**Task description:**
The full listing is to be written out again, unchanged.

**Task material:**
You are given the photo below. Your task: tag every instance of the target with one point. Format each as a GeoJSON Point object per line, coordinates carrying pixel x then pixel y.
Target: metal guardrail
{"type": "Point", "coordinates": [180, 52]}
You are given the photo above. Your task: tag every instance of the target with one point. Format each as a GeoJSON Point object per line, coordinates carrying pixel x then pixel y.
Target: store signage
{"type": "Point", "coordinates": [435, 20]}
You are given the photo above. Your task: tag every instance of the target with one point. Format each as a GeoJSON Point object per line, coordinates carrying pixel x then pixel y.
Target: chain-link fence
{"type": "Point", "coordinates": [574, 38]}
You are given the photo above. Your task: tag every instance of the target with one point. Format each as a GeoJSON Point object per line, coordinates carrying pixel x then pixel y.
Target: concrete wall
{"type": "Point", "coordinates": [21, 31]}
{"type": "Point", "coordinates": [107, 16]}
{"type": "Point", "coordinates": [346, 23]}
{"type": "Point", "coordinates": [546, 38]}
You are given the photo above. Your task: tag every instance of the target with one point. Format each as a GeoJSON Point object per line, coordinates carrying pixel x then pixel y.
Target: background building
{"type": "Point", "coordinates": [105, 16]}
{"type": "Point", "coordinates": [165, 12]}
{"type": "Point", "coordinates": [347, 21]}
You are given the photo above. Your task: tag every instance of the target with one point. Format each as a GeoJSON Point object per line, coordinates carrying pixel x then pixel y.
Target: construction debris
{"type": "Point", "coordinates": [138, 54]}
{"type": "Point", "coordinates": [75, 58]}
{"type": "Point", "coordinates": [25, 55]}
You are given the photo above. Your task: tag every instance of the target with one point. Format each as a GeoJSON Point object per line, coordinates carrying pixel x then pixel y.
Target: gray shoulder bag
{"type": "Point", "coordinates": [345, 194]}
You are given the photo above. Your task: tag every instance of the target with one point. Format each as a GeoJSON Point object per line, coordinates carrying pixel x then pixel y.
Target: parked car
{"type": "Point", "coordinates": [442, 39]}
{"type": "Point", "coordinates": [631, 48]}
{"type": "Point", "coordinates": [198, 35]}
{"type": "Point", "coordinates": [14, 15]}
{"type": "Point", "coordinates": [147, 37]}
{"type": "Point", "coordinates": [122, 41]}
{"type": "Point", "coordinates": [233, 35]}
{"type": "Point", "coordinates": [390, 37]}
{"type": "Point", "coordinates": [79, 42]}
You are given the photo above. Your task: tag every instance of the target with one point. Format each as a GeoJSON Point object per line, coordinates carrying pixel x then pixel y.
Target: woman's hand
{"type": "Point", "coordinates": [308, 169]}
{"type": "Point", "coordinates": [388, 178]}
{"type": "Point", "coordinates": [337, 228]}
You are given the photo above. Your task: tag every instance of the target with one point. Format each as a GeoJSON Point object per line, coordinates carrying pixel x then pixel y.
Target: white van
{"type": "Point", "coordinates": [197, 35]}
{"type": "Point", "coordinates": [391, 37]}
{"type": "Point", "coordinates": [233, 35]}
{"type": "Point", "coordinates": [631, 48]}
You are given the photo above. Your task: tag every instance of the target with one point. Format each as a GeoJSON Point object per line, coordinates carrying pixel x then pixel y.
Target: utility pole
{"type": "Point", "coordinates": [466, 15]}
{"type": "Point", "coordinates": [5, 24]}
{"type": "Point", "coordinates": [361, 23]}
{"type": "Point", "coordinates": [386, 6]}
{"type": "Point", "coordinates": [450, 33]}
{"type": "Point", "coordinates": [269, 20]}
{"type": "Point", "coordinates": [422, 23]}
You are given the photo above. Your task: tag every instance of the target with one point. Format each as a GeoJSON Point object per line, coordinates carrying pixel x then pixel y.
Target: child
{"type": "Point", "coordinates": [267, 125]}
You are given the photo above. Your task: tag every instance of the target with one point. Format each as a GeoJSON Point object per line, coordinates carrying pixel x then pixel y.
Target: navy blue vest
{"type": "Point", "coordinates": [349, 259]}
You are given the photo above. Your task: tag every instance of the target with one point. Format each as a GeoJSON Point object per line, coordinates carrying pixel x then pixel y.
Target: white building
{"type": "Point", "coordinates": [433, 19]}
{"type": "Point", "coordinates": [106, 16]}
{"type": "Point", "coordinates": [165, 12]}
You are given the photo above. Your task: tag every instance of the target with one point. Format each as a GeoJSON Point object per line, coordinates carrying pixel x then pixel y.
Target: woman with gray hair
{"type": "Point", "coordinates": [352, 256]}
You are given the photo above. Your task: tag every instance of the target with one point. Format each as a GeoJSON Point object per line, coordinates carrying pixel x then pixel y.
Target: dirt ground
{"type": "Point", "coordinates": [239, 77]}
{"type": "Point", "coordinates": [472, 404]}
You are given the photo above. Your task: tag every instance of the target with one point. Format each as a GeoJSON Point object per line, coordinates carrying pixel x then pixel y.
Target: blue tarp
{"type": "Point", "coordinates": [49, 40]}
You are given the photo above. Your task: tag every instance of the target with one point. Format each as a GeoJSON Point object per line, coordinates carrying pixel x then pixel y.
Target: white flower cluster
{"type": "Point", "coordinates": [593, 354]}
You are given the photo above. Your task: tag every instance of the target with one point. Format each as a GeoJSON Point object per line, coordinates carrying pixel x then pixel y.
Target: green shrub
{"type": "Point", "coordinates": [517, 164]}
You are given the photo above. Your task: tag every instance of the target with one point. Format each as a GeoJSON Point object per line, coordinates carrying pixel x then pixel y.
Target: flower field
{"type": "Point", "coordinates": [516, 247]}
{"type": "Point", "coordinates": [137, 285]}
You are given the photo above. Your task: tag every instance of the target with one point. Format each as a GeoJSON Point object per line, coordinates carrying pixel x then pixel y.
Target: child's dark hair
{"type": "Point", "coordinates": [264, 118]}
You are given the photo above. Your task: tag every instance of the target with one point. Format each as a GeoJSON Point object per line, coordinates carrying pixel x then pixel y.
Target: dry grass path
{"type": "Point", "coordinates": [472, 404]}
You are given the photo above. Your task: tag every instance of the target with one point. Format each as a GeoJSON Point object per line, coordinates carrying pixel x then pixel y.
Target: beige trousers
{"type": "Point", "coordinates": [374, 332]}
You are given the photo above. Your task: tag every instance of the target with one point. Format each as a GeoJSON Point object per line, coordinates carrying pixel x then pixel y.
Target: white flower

**Answer section:**
You are given the photo below. Your task: tag every instance of the target with one point. Format each as a GeoJSON Point object per line, coordinates carrying pixel x then pixel y.
Target: metal guardrail
{"type": "Point", "coordinates": [180, 52]}
You are given the photo above. Your task: tag every instance of the target with one point. Format each as a GeoJSON Point object per line, coordinates carrying pixel x then pixel y.
Target: store signage
{"type": "Point", "coordinates": [435, 20]}
You are given the photo above. Your task: tag every instance of the target with one point. Format each as a GeoJSON Point object per line, coordinates carrying pixel x then pixel y.
Target: chain-link fence
{"type": "Point", "coordinates": [574, 38]}
You are given the photo above. Your task: tag every instance of the target with one point. Format each as a GeoJSON Point object per line, coordinates carrying pixel x then pixel y.
Target: concrete wall
{"type": "Point", "coordinates": [21, 31]}
{"type": "Point", "coordinates": [107, 16]}
{"type": "Point", "coordinates": [346, 23]}
{"type": "Point", "coordinates": [546, 38]}
You are given the photo above. Your task: tag every instance of the target with one point. Format each as a GeoJSON Point object per line, coordinates carrying pixel x then pixel y.
Target: background building
{"type": "Point", "coordinates": [105, 16]}
{"type": "Point", "coordinates": [165, 12]}
{"type": "Point", "coordinates": [347, 21]}
You are given the photo above. Your task: tag every instance of the target with one point. Format each as a GeoJSON Point object per line, coordinates carrying pixel x then pixel y.
Target: construction debris
{"type": "Point", "coordinates": [138, 54]}
{"type": "Point", "coordinates": [75, 58]}
{"type": "Point", "coordinates": [25, 55]}
You are given the photo above. Your task: tag every instance of the target with one point. Format each as a GeoJSON Point object per line, coordinates carrying pixel x then pixel y.
Target: gray shoulder bag
{"type": "Point", "coordinates": [345, 194]}
You are given the photo above. Your task: tag every instance of the target with one point. Format each as a GeoJSON Point object per line, coordinates carrying pixel x then pixel y.
Target: parked car
{"type": "Point", "coordinates": [442, 39]}
{"type": "Point", "coordinates": [631, 48]}
{"type": "Point", "coordinates": [198, 35]}
{"type": "Point", "coordinates": [14, 15]}
{"type": "Point", "coordinates": [147, 37]}
{"type": "Point", "coordinates": [122, 41]}
{"type": "Point", "coordinates": [233, 35]}
{"type": "Point", "coordinates": [390, 37]}
{"type": "Point", "coordinates": [79, 42]}
You are given the photo above. Your task: tag every instance of the target with one point. Format each as a GeoJSON Point object per line, coordinates carrying pixel x then pixel y.
Target: woman's hand
{"type": "Point", "coordinates": [308, 169]}
{"type": "Point", "coordinates": [388, 178]}
{"type": "Point", "coordinates": [337, 228]}
You are given the photo above. Your task: tag every instance of the target with one point. Format each as a GeoJSON Point object per line, coordinates carrying pixel x then pixel y.
Target: white van
{"type": "Point", "coordinates": [197, 35]}
{"type": "Point", "coordinates": [391, 37]}
{"type": "Point", "coordinates": [233, 35]}
{"type": "Point", "coordinates": [631, 48]}
You are given the photo above. Your task: tag every instance of the target with one point. Format each as a GeoJSON Point object per line, coordinates carrying pixel x then pixel y.
Target: utility pole
{"type": "Point", "coordinates": [466, 15]}
{"type": "Point", "coordinates": [5, 24]}
{"type": "Point", "coordinates": [361, 23]}
{"type": "Point", "coordinates": [386, 6]}
{"type": "Point", "coordinates": [450, 33]}
{"type": "Point", "coordinates": [269, 20]}
{"type": "Point", "coordinates": [422, 23]}
You are given the photo above. Your task: tag every instance of the target with one point. Format each as a GeoJSON Point object per line, coordinates carrying pixel x then pixel y.
Target: child
{"type": "Point", "coordinates": [267, 125]}
You are given the photo above. Your task: tag every instance of the target with one point. Format each as a GeoJSON Point object per line, coordinates carrying pixel x then pixel y.
Target: navy blue vest
{"type": "Point", "coordinates": [349, 259]}
You are given the photo above. Your task: tag every instance of the target with one point. Format each as a GeoJSON Point object per line, coordinates carrying pixel x then pixel y.
Target: white building
{"type": "Point", "coordinates": [433, 19]}
{"type": "Point", "coordinates": [106, 16]}
{"type": "Point", "coordinates": [165, 12]}
You are given the photo above. Your task: tag every instance of the target with one point. Format each as a GeoJSON Point object per line, coordinates carrying pixel x then pixel y.
Target: woman with gray hair
{"type": "Point", "coordinates": [352, 256]}
You are given the photo above. Your task: tag every instance of the target with one point. Format each as a GeoJSON Point object per line, coordinates carrying pixel x then pixel y.
Target: dirt ground
{"type": "Point", "coordinates": [239, 77]}
{"type": "Point", "coordinates": [472, 404]}
You are given the photo above. Your task: tag every instance of the target with one point. Format each as a GeoJSON Point object per line, coordinates carrying pixel x then pixel y.
Target: blue tarp
{"type": "Point", "coordinates": [49, 40]}
You are given the photo above. Your task: tag every instance of the target with one point. Format each as a GeoJSON Point object per line, coordinates carrying pixel x then pixel y.
Target: white flower cluster
{"type": "Point", "coordinates": [593, 354]}
You are given the photo above. Your task: tag every instance of the target with one point. Format each as a GeoJSON Point object per line, coordinates carrying pixel x then pixel y.
Target: green shrub
{"type": "Point", "coordinates": [517, 164]}
You are given the photo above. Your task: tag every instance of the target with one point. Format each as a GeoJSON Point object per line, coordinates carrying pixel x then pixel y.
Target: flower field
{"type": "Point", "coordinates": [516, 247]}
{"type": "Point", "coordinates": [137, 285]}
You are given the photo above. Your task: tag every instance of the target with one point. Format each as a GeoJSON Point object per line, coordinates carrying pixel x then pixel y.
Target: child's dark hair
{"type": "Point", "coordinates": [264, 118]}
You are given the photo above. Your task: tag every instance of the target with one point. Format each as a GeoJSON Point object per line, coordinates carrying pixel x then pixel y.
Target: dry grass path
{"type": "Point", "coordinates": [472, 404]}
You are given the photo above. Your task: tag every instance of the target with one point. Format each as a GeoJSON Point object per line, coordinates carrying pixel x then pixel y.
Target: beige trousers
{"type": "Point", "coordinates": [374, 332]}
You are given the photo above. Your task: tag every instance of the target with one point. Format each as a GeoJSON Point object per line, coordinates carrying pixel x then pixel y.
Target: white flower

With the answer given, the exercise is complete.